[Record excerpts]:
______

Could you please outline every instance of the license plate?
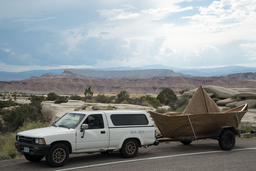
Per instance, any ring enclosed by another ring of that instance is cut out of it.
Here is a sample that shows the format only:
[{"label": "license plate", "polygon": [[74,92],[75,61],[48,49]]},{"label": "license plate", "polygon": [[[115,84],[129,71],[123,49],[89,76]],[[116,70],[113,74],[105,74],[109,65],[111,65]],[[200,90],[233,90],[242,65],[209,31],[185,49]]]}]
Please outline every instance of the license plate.
[{"label": "license plate", "polygon": [[29,152],[29,148],[24,147],[24,152]]}]

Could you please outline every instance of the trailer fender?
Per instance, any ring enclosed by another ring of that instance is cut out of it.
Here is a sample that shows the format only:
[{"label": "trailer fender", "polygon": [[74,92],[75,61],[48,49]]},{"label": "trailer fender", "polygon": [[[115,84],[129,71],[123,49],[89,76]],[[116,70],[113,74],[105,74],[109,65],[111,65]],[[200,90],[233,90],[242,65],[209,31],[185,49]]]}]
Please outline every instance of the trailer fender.
[{"label": "trailer fender", "polygon": [[218,137],[221,135],[221,133],[224,131],[229,130],[234,133],[235,135],[238,135],[238,132],[236,130],[236,129],[233,126],[220,126],[218,128],[217,131],[214,134],[214,136],[216,137]]}]

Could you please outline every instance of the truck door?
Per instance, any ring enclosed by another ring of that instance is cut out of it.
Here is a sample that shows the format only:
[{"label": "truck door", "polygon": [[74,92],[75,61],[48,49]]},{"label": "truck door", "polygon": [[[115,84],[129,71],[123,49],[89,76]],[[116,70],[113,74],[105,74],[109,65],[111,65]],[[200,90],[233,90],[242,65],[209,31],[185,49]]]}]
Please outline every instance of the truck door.
[{"label": "truck door", "polygon": [[88,129],[83,132],[76,130],[76,151],[105,150],[107,148],[108,132],[106,117],[102,114],[86,116],[83,124],[88,124]]}]

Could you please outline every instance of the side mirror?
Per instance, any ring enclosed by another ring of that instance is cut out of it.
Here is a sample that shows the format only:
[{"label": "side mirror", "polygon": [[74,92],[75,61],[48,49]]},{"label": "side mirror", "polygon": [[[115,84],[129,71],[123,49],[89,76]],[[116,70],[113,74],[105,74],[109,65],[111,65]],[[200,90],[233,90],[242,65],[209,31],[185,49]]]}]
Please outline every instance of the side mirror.
[{"label": "side mirror", "polygon": [[88,129],[88,124],[82,124],[81,126],[81,129]]},{"label": "side mirror", "polygon": [[83,136],[85,135],[85,130],[88,129],[88,124],[82,124],[81,126],[81,129],[83,130],[83,136],[81,137],[82,138],[83,138]]}]

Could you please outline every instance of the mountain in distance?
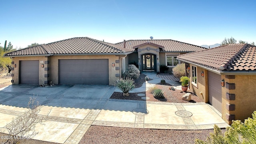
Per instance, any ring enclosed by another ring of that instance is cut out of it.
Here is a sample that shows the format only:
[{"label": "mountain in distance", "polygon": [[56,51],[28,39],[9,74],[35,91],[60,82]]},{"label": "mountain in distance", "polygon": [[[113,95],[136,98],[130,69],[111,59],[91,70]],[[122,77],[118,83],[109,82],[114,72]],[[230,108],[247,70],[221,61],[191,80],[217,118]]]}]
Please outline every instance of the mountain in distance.
[{"label": "mountain in distance", "polygon": [[215,48],[216,47],[218,47],[220,46],[220,44],[216,44],[212,45],[202,45],[202,46],[200,46],[203,47],[205,48],[209,48],[209,46],[210,46],[210,48]]}]

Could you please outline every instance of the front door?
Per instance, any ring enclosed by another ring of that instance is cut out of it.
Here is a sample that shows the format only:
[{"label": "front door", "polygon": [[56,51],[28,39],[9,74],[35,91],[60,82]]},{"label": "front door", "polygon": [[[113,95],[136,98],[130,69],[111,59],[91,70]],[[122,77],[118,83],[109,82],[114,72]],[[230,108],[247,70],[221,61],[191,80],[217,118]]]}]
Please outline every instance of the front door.
[{"label": "front door", "polygon": [[142,70],[154,70],[154,54],[146,54],[142,55]]}]

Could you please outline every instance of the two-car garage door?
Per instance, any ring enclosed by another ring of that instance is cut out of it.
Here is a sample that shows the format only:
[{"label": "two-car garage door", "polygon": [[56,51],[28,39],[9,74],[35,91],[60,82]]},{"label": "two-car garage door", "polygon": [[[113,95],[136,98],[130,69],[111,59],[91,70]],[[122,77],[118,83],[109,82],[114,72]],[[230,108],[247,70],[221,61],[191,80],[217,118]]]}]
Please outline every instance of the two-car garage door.
[{"label": "two-car garage door", "polygon": [[221,112],[222,103],[221,76],[215,73],[208,71],[208,84],[209,90],[209,101],[218,111]]},{"label": "two-car garage door", "polygon": [[108,84],[108,59],[59,60],[60,84]]}]

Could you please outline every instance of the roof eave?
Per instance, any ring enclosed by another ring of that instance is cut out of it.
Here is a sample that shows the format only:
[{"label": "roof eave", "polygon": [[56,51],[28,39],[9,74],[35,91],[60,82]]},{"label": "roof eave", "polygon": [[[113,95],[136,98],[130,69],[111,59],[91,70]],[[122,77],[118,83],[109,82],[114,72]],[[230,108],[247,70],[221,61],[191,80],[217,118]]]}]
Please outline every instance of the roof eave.
[{"label": "roof eave", "polygon": [[120,52],[120,53],[87,53],[87,54],[54,54],[54,56],[86,56],[86,55],[126,55],[131,54],[133,52]]},{"label": "roof eave", "polygon": [[232,70],[222,71],[221,74],[227,75],[256,75],[256,70]]},{"label": "roof eave", "polygon": [[3,58],[14,58],[17,57],[29,57],[29,56],[52,56],[52,54],[30,54],[26,55],[14,55],[14,56],[4,56]]},{"label": "roof eave", "polygon": [[256,75],[256,70],[220,70],[213,68],[204,65],[202,65],[199,64],[194,63],[192,62],[186,61],[182,59],[177,58],[178,60],[182,61],[183,62],[187,62],[198,66],[206,69],[208,71],[213,72],[214,73],[222,75]]},{"label": "roof eave", "polygon": [[202,64],[197,64],[197,63],[194,63],[193,62],[191,62],[190,61],[186,61],[186,60],[184,60],[183,59],[180,59],[178,58],[177,58],[177,59],[178,60],[181,60],[183,62],[187,62],[188,63],[190,63],[191,64],[192,64],[193,65],[199,66],[200,67],[201,67],[202,68],[204,68],[205,69],[206,69],[208,71],[211,71],[212,72],[214,72],[215,73],[218,74],[220,74],[220,72],[221,72],[221,70],[218,70],[213,68],[212,68],[212,67],[210,67],[209,66],[204,66],[204,65],[203,65]]}]

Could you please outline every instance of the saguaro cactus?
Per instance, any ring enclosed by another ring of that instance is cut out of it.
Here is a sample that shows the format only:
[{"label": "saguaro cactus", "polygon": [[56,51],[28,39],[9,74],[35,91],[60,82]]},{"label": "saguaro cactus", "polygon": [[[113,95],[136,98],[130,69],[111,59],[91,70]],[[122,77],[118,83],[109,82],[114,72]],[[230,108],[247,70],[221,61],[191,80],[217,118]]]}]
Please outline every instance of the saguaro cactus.
[{"label": "saguaro cactus", "polygon": [[5,52],[5,50],[6,49],[6,43],[7,43],[7,41],[6,40],[5,42],[4,43],[4,52]]}]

______

[Set problem]: Copy every one of the records above word for word, leaving the pictures out.

[Problem solution]:
Could you please outline every instance of the license plate?
Per instance, any ring enclosed by another ring of that instance is cut out of it.
Here is a sample that shows the format only:
[{"label": "license plate", "polygon": [[74,92],[75,61],[48,49]]},{"label": "license plate", "polygon": [[[115,84],[129,71],[123,49],[89,76]],[[116,70],[113,74],[105,74],[109,65],[111,65]],[[200,90],[233,90],[242,65],[209,31],[185,49]]]}]
Please outline every instance of the license plate.
[{"label": "license plate", "polygon": [[29,152],[29,148],[24,147],[24,152]]}]

Could you please outline every instance of the trailer fender?
Per instance, any ring enclosed by another ring of that instance is cut out of it.
Here is a sample that shows the format only:
[{"label": "trailer fender", "polygon": [[74,92],[75,61],[48,49]]},{"label": "trailer fender", "polygon": [[[115,84],[129,71],[123,49],[89,76]],[[116,70],[113,74],[105,74],[109,65],[111,65]],[[200,90],[233,90],[242,65],[209,31],[185,49]]]}]
Please outline every instance of the trailer fender.
[{"label": "trailer fender", "polygon": [[218,137],[221,135],[221,133],[224,131],[229,130],[234,133],[235,135],[238,135],[238,132],[236,130],[236,129],[233,126],[220,126],[218,128],[217,131],[214,134],[214,136],[216,137]]}]

Could you please outline every instance of the truck door?
Per instance, any ring enclosed by another ring of that instance is cut out of it.
Here is a sample that shows the format only:
[{"label": "truck door", "polygon": [[74,92],[75,61],[48,49]]},{"label": "truck door", "polygon": [[[115,84],[129,71],[123,49],[89,76]],[[116,70],[113,74],[105,74],[109,65],[111,65]],[[200,90],[233,90],[242,65],[209,31],[185,49]]]}]
Please outline every instance of the truck door.
[{"label": "truck door", "polygon": [[88,129],[83,132],[76,130],[76,151],[105,150],[107,148],[108,132],[106,117],[102,114],[86,116],[83,124],[88,124]]}]

Could you please outline every instance of the side mirror?
Per instance, any ring enclosed by another ring of that instance is cut out of it.
Here is a sample that shows the format only:
[{"label": "side mirror", "polygon": [[74,92],[75,61],[48,49]]},{"label": "side mirror", "polygon": [[[115,84],[129,71],[123,49],[89,76]],[[116,70],[113,74],[105,74],[109,65],[111,65]],[[200,90],[233,90],[242,65],[209,31],[185,49]]]}]
Please outline every instance of the side mirror.
[{"label": "side mirror", "polygon": [[88,129],[88,124],[82,124],[81,126],[81,129]]},{"label": "side mirror", "polygon": [[83,136],[85,135],[85,130],[88,129],[88,124],[82,124],[81,126],[81,129],[83,130],[83,136],[81,137],[82,138],[83,138]]}]

Could you please outline every instance of the mountain in distance?
Per instance, any ring enclosed by another ring of that instance is cut out of it.
Here is a sample that shows the format only:
[{"label": "mountain in distance", "polygon": [[56,51],[28,39],[9,74],[35,91],[60,82]]},{"label": "mountain in distance", "polygon": [[[113,95],[136,98],[130,69],[111,59],[91,70]],[[122,77],[118,83],[109,82],[114,72]],[[230,108],[247,70],[221,61],[191,80],[217,118]]]}]
Please outline every instance of the mountain in distance.
[{"label": "mountain in distance", "polygon": [[215,48],[216,47],[218,47],[220,46],[220,44],[216,44],[212,45],[202,45],[202,46],[200,46],[203,47],[205,48],[209,48],[209,46],[210,46],[210,48]]}]

Could you please outline every instance of the front door?
Per instance, any ring enclosed by another ring of that instance is cut out of it.
Here is a sample that shows the format only:
[{"label": "front door", "polygon": [[56,51],[28,39],[9,74],[35,91],[60,82]]},{"label": "front door", "polygon": [[[113,95],[136,98],[130,69],[111,59],[91,70]],[[122,77],[118,83],[109,82],[114,72]],[[230,108],[247,70],[221,61],[191,80],[217,118]]]}]
Please outline every instance of the front door.
[{"label": "front door", "polygon": [[142,70],[154,70],[154,54],[146,54],[142,55]]}]

Could you please outline every instance of the two-car garage door?
Per instance, any ring enclosed by another ring of that instance is cut out of it.
Here is a sample that shows the format only:
[{"label": "two-car garage door", "polygon": [[56,51],[28,39],[9,74],[35,91],[60,82]]},{"label": "two-car garage door", "polygon": [[[113,95],[136,98],[130,69],[111,59],[91,70]],[[122,77],[118,83],[109,82],[114,72]],[[230,108],[247,70],[221,61],[191,80],[217,118]]]}]
Please outline every instance of the two-car garage door.
[{"label": "two-car garage door", "polygon": [[221,112],[222,103],[221,76],[215,73],[208,71],[208,84],[209,90],[209,101],[218,111]]},{"label": "two-car garage door", "polygon": [[108,84],[108,59],[59,60],[60,84]]}]

Could you please outline every instance of the roof eave?
Per instance, any ring enclosed by another ring of that instance is cut out of it.
Here is a sample that shows the format only:
[{"label": "roof eave", "polygon": [[56,51],[28,39],[9,74],[35,91],[60,82]]},{"label": "roof eave", "polygon": [[[113,95],[136,98],[130,69],[111,59],[91,70]],[[122,77],[118,83],[109,82],[114,72]],[[230,108],[247,70],[221,61],[191,80],[217,118]]]}]
Please outline every instance of the roof eave.
[{"label": "roof eave", "polygon": [[120,52],[120,53],[87,53],[87,54],[54,54],[54,56],[86,56],[86,55],[126,55],[131,54],[133,52]]},{"label": "roof eave", "polygon": [[232,70],[222,71],[221,74],[227,75],[256,75],[256,70]]},{"label": "roof eave", "polygon": [[3,58],[14,58],[17,57],[29,57],[29,56],[52,56],[52,54],[30,54],[26,55],[14,55],[14,56],[4,56]]},{"label": "roof eave", "polygon": [[256,75],[256,70],[220,70],[213,68],[204,65],[202,65],[199,64],[194,63],[192,62],[186,61],[182,59],[177,58],[178,60],[182,61],[183,62],[187,62],[198,66],[206,69],[208,71],[213,72],[214,73],[222,75]]},{"label": "roof eave", "polygon": [[202,64],[197,64],[197,63],[194,63],[193,62],[191,62],[190,61],[186,61],[186,60],[184,60],[183,59],[180,59],[178,58],[177,58],[177,59],[178,60],[181,60],[183,62],[187,62],[188,63],[190,63],[191,64],[192,64],[193,65],[199,66],[200,67],[201,67],[202,68],[204,68],[205,69],[206,69],[208,71],[211,71],[212,72],[214,72],[215,73],[218,74],[220,74],[220,72],[221,72],[221,70],[218,70],[213,68],[212,68],[212,67],[210,67],[209,66],[204,66],[204,65],[203,65]]}]

Could you please outline every instance of the saguaro cactus?
Per instance, any ring enclosed by another ring of that instance is cut out of it.
Here is a sample that shows the format only:
[{"label": "saguaro cactus", "polygon": [[56,51],[28,39],[9,74],[35,91],[60,82]]},{"label": "saguaro cactus", "polygon": [[[113,95],[136,98],[130,69],[111,59],[91,70]],[[122,77],[118,83],[109,82],[114,72]],[[230,108],[247,70],[221,61],[191,80],[217,118]]]}]
Please outline every instance of the saguaro cactus.
[{"label": "saguaro cactus", "polygon": [[5,52],[5,50],[6,49],[6,43],[7,43],[7,41],[6,40],[5,42],[4,43],[4,52]]}]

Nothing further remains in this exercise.